◆ **Goal of the exercise**:
What lines below contain the string "float"? List them all.

◆ **Source material**:
>>>>>
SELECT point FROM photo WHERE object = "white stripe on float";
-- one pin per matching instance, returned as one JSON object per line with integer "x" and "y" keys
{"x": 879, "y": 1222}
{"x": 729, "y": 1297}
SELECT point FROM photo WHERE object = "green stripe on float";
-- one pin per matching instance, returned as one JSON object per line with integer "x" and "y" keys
<<<<<
◆ **Task solution**:
SELECT point FROM photo WHERE object = "white stripe on float";
SELECT point FROM photo WHERE object = "green stripe on float";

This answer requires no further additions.